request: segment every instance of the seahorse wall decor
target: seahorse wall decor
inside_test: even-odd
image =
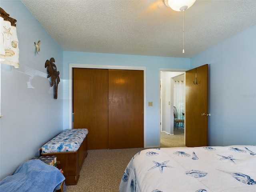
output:
[[[58,85],[60,81],[59,75],[60,72],[57,71],[57,67],[53,63],[55,62],[54,58],[53,57],[51,58],[50,61],[46,60],[45,62],[45,67],[47,68],[47,72],[48,72],[48,76],[47,78],[51,78],[51,87],[53,85],[54,85],[54,99],[57,99],[58,97]]]

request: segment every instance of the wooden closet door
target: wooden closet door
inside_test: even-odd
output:
[[[109,70],[108,147],[143,147],[144,72]]]
[[[107,69],[73,69],[74,128],[86,128],[88,149],[107,149]]]

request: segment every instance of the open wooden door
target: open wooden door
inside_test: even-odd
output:
[[[186,72],[185,145],[208,145],[208,64]]]

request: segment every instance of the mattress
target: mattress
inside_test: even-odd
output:
[[[148,149],[124,170],[120,192],[255,192],[256,146]]]
[[[42,147],[42,153],[76,151],[88,134],[87,129],[64,130]]]

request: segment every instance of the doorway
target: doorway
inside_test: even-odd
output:
[[[159,70],[160,84],[159,92],[160,101],[159,146],[164,146],[164,147],[185,146],[184,128],[182,127],[180,129],[180,127],[181,124],[180,124],[180,130],[177,130],[177,128],[176,128],[175,132],[176,135],[175,135],[173,123],[174,117],[173,114],[173,106],[174,106],[174,87],[177,86],[174,84],[177,83],[178,81],[182,81],[183,82],[182,83],[185,83],[184,75],[186,71],[186,70]],[[175,81],[176,82],[174,82]],[[184,94],[183,98],[184,99]],[[177,105],[177,104],[175,104]],[[179,108],[180,107],[182,107],[184,109],[184,106],[179,106]],[[180,109],[179,111],[181,114],[181,112],[181,112],[182,110],[181,110]],[[183,110],[184,111],[184,109]],[[182,126],[184,127],[183,124]],[[172,137],[173,137],[172,138]],[[161,144],[161,140],[163,141],[163,143],[165,143]],[[167,142],[166,142],[166,141],[168,141]],[[174,143],[171,143],[172,141]]]

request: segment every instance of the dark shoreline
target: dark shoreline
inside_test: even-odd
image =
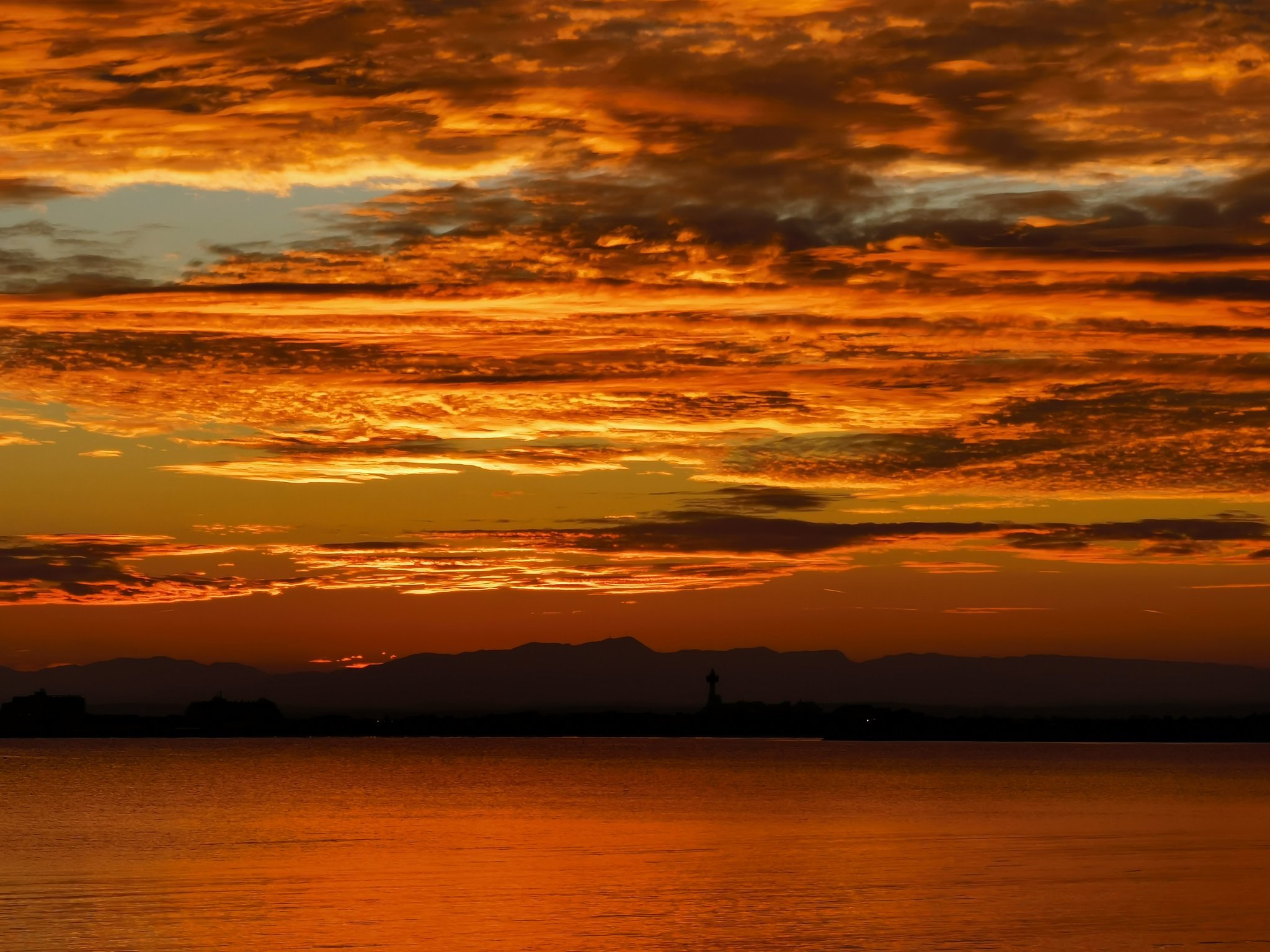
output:
[[[272,707],[272,706],[271,706]],[[1267,743],[1270,713],[1246,716],[932,715],[906,708],[812,703],[718,704],[696,712],[523,711],[483,715],[357,717],[277,713],[207,718],[185,715],[83,715],[0,718],[17,737],[790,737],[1055,743]]]

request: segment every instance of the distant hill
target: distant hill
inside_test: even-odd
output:
[[[692,710],[714,668],[726,701],[949,707],[1267,707],[1270,669],[1064,655],[841,651],[654,651],[635,638],[419,654],[382,665],[269,674],[240,664],[119,658],[41,671],[0,668],[0,701],[44,688],[94,710],[171,710],[216,693],[268,697],[291,712]]]

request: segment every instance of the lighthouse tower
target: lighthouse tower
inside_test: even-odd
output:
[[[710,685],[710,693],[706,696],[706,707],[718,707],[723,703],[723,698],[719,697],[719,692],[715,691],[715,685],[719,683],[719,675],[714,673],[714,668],[710,669],[710,674],[706,675],[706,684]]]

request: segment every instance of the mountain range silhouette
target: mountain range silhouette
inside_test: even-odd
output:
[[[241,664],[119,658],[38,671],[0,668],[0,701],[47,689],[93,710],[183,708],[193,698],[268,697],[291,712],[696,710],[705,675],[724,699],[918,707],[1267,707],[1270,669],[1066,655],[903,654],[852,661],[841,651],[654,651],[632,637],[582,645],[417,654],[362,669],[274,674]]]

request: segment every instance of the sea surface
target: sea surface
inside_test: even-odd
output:
[[[1270,949],[1270,746],[0,741],[0,949]]]

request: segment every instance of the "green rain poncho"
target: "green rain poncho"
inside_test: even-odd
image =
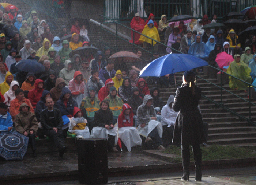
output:
[[[247,64],[241,61],[241,60],[239,62],[236,62],[236,59],[238,56],[240,56],[240,55],[235,55],[235,60],[229,65],[229,67],[227,70],[227,73],[251,83],[252,81],[252,79],[250,76],[251,69]],[[247,84],[231,76],[229,76],[229,85],[231,89],[237,90],[247,89],[248,86]]]
[[[68,48],[65,48],[63,44],[68,44]],[[58,54],[60,56],[60,61],[63,63],[65,62],[69,58],[69,53],[72,51],[72,50],[69,47],[69,43],[66,40],[62,41],[62,48],[58,52]]]

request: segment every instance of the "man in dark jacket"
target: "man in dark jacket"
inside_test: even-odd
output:
[[[54,145],[59,147],[60,157],[62,157],[67,148],[62,134],[63,121],[60,111],[54,108],[54,105],[52,98],[47,97],[45,99],[47,108],[41,112],[40,119],[45,134],[53,138]]]

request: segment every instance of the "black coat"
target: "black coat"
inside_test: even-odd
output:
[[[196,86],[195,91],[193,95],[188,85],[177,89],[173,109],[179,112],[174,126],[173,143],[181,141],[182,145],[195,145],[205,141],[202,116],[197,107],[201,89]]]

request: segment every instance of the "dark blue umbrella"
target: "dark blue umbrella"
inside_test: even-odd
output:
[[[15,67],[25,72],[33,72],[36,74],[45,71],[44,66],[35,60],[22,60],[15,65]]]
[[[208,65],[203,60],[193,55],[171,53],[148,64],[140,72],[140,77],[162,76]]]
[[[0,133],[0,156],[6,160],[22,160],[27,152],[29,137],[16,131]]]

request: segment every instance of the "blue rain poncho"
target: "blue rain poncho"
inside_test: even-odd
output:
[[[204,58],[208,56],[205,51],[205,44],[203,42],[202,38],[201,38],[201,41],[199,43],[197,43],[195,41],[196,37],[200,36],[199,35],[197,35],[195,38],[195,42],[192,44],[189,49],[188,50],[188,54],[194,55],[197,57]]]
[[[212,43],[210,42],[210,39],[213,39],[214,40],[214,41]],[[212,35],[210,35],[210,36],[208,39],[208,40],[206,42],[206,43],[205,44],[205,52],[208,56],[209,56],[209,54],[210,52],[211,52],[211,51],[214,49],[214,47],[215,46],[215,44],[216,43],[216,41],[214,39],[214,37]]]

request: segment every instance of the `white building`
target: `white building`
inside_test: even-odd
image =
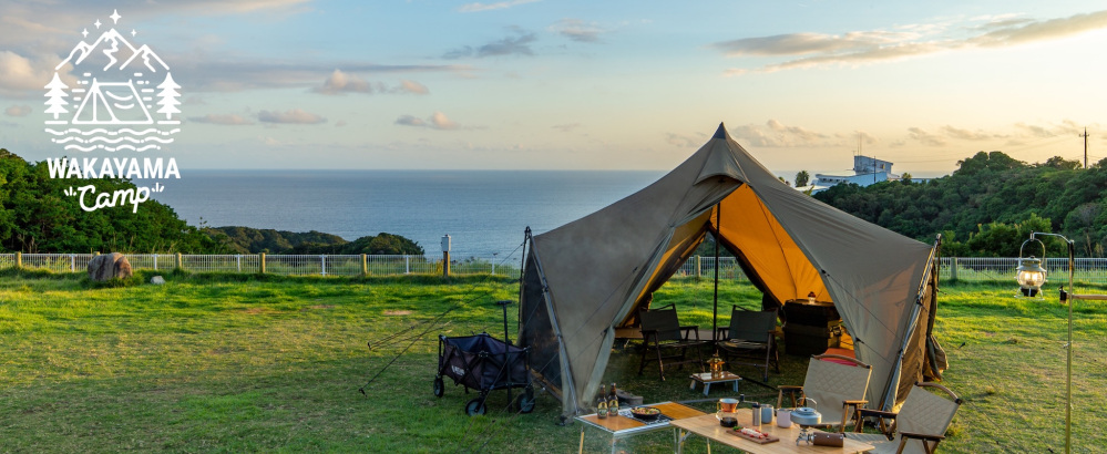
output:
[[[889,179],[900,179],[899,175],[892,173],[892,163],[870,156],[853,156],[852,175],[814,174],[814,179],[809,186],[797,189],[814,194],[842,183],[869,186]]]

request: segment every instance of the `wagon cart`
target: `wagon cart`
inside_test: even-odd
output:
[[[506,337],[506,303],[504,307],[504,339]],[[484,401],[491,391],[508,390],[508,401],[512,402],[511,390],[523,388],[523,392],[513,401],[513,409],[521,413],[534,410],[534,388],[531,384],[530,348],[511,344],[511,340],[501,341],[486,332],[475,336],[448,338],[438,337],[438,375],[434,376],[434,395],[445,394],[443,376],[453,379],[454,385],[478,390],[480,395],[465,403],[465,413],[470,416],[484,414]]]

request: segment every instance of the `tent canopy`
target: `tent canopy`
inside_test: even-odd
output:
[[[614,328],[689,258],[708,231],[777,301],[833,301],[873,365],[870,401],[891,407],[923,373],[935,310],[936,246],[824,205],[781,183],[718,131],[657,182],[531,238],[520,290],[520,343],[566,414],[588,409]],[[902,393],[900,392],[902,390]]]

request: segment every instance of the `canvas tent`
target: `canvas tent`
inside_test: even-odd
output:
[[[615,328],[710,231],[777,301],[814,291],[833,301],[873,365],[870,406],[890,409],[944,364],[931,336],[937,246],[906,238],[781,183],[719,125],[657,182],[529,241],[520,289],[520,344],[564,414],[587,412]],[[722,301],[721,303],[726,303]]]

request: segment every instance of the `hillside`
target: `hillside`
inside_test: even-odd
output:
[[[1017,257],[1031,231],[1052,231],[1073,239],[1079,257],[1104,257],[1107,159],[1084,169],[1060,157],[1026,164],[980,152],[957,165],[927,183],[838,185],[814,197],[921,241],[943,234],[945,256]]]

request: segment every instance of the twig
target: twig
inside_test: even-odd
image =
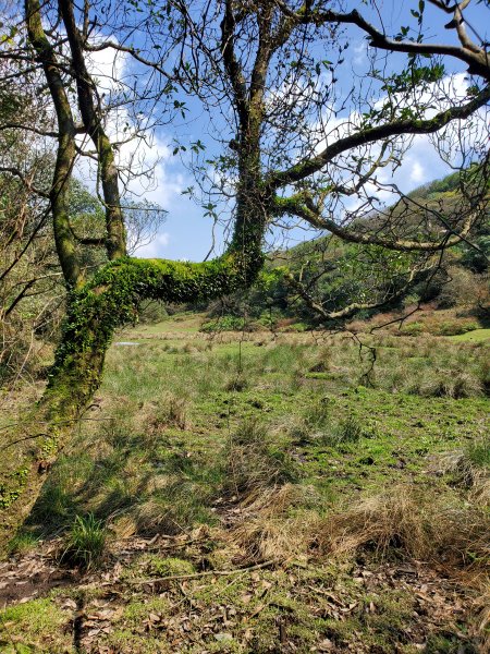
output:
[[[264,561],[262,564],[257,564],[255,566],[250,566],[249,568],[236,568],[235,570],[206,570],[205,572],[194,572],[192,574],[173,574],[172,577],[159,577],[158,579],[139,579],[135,581],[131,581],[131,584],[143,585],[145,583],[158,583],[161,581],[181,581],[185,579],[199,579],[200,577],[215,577],[221,576],[225,577],[228,574],[240,574],[242,572],[252,572],[254,570],[259,570],[260,568],[269,568],[273,566],[274,561]]]

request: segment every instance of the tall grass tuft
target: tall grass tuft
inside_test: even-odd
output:
[[[83,570],[97,567],[105,555],[107,530],[93,513],[76,516],[66,536],[60,560]]]

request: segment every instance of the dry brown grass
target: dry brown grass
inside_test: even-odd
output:
[[[362,499],[326,518],[317,534],[319,554],[369,549],[422,559],[450,569],[489,572],[490,518],[479,508],[456,508],[412,486]]]
[[[248,562],[306,558],[319,516],[304,507],[316,500],[316,492],[309,486],[285,484],[255,491],[240,505],[228,540],[238,547],[240,558]]]

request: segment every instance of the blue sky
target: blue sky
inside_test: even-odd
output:
[[[395,34],[402,25],[416,27],[416,20],[411,15],[411,10],[417,9],[418,1],[385,0],[378,2],[377,9],[366,7],[362,2],[347,2],[346,4],[350,9],[356,7],[378,27],[381,17],[385,31],[390,35]],[[485,32],[490,12],[486,9],[485,3],[476,4],[474,0],[473,4],[474,7],[470,7],[465,16],[468,21],[470,36],[477,40],[471,33],[471,27],[475,27],[477,32]],[[426,3],[424,32],[429,40],[455,43],[453,31],[443,28],[443,24],[448,21],[448,14],[430,3]],[[362,76],[367,64],[367,46],[364,35],[356,27],[348,27],[347,35],[350,48],[345,53],[345,62],[339,74],[339,83],[346,89],[352,86],[353,72]],[[485,34],[479,34],[479,36],[488,40]],[[400,68],[405,60],[405,56],[390,55],[388,63],[392,68]],[[108,62],[99,61],[99,64],[107,65]],[[113,65],[113,62],[109,62],[109,64]],[[464,65],[457,61],[448,60],[445,64],[446,70],[451,72],[461,73],[465,70]],[[122,60],[119,65],[123,70],[127,65],[127,61]],[[213,243],[212,220],[206,217],[205,211],[187,196],[182,195],[182,191],[193,184],[193,178],[180,156],[172,155],[175,138],[182,143],[192,143],[199,138],[207,145],[209,153],[216,152],[216,144],[210,134],[212,130],[209,116],[197,100],[187,99],[187,106],[188,114],[185,121],[175,121],[172,125],[160,128],[155,134],[154,142],[143,147],[144,157],[154,162],[158,160],[155,180],[150,185],[135,182],[132,189],[143,197],[160,204],[167,209],[168,216],[155,240],[142,247],[137,252],[138,256],[201,261]],[[218,119],[218,126],[219,124]],[[417,137],[407,153],[402,168],[396,173],[396,182],[404,192],[407,192],[422,183],[443,177],[448,170],[429,141],[425,137]],[[296,229],[290,234],[290,238],[292,242],[295,242],[311,238],[311,234]],[[222,229],[219,227],[215,230],[215,252],[219,253],[223,246]]]

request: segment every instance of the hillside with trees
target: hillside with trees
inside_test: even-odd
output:
[[[7,2],[1,651],[488,651],[488,15]]]

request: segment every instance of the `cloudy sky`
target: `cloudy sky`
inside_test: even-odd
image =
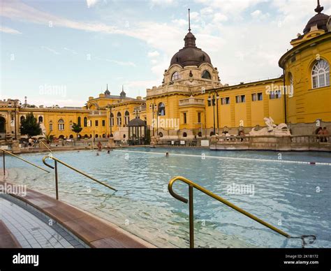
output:
[[[331,14],[330,0],[321,0]],[[221,82],[278,77],[280,57],[314,15],[316,1],[1,0],[0,98],[82,106],[159,85],[184,46],[187,9],[198,47]]]

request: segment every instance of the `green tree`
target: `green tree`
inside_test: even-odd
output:
[[[73,132],[77,133],[77,137],[78,137],[78,133],[80,133],[82,130],[82,128],[80,126],[80,124],[77,124],[75,122],[73,124],[73,126],[71,127],[71,130]]]
[[[41,125],[34,117],[34,113],[31,112],[27,115],[27,117],[22,120],[20,131],[22,135],[28,135],[34,136],[41,135]]]

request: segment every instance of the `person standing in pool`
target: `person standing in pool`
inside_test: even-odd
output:
[[[102,144],[99,141],[98,143],[98,151],[101,152],[101,148],[102,148]]]
[[[323,127],[322,131],[322,135],[325,136],[322,138],[322,142],[328,142],[328,136],[329,135],[329,131],[327,130],[326,127]]]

- - -

• **TASK INSTRUCTIONS**
Leave out every picture, and repeat word for word only the lines from the one holding "request: segment every instance of the hillside" through the end of the entries above, both ends included.

• **TASK OUTPUT**
request: segment every instance of the hillside with trees
target: hillside with trees
inside_test: even-odd
output:
[[[7,2],[1,651],[488,651],[488,15]]]

request: segment every instance of the `cloudy sky`
target: `cloudy sky`
inside_test: even-odd
image =
output:
[[[331,14],[330,0],[321,0]],[[221,82],[278,77],[280,57],[314,15],[316,1],[1,0],[0,98],[82,106],[159,85],[184,46],[187,9],[198,47]]]

request: segment every instance of the `green tree`
target: `green tree`
inside_test: even-odd
output:
[[[73,132],[77,133],[77,137],[78,137],[78,133],[80,133],[82,130],[82,128],[80,126],[80,124],[77,124],[75,122],[73,124],[73,126],[71,127],[71,130]]]
[[[41,125],[34,117],[34,113],[31,112],[27,115],[27,117],[22,120],[20,131],[22,135],[28,135],[34,136],[41,135]]]

request: segment every instance of the `person standing in pool`
target: `person standing in pool`
inside_test: even-odd
output:
[[[102,144],[99,141],[98,143],[98,151],[101,152],[101,148],[102,148]]]
[[[323,127],[322,131],[322,135],[325,136],[322,138],[322,142],[328,142],[328,136],[329,135],[329,131],[327,130],[326,127]]]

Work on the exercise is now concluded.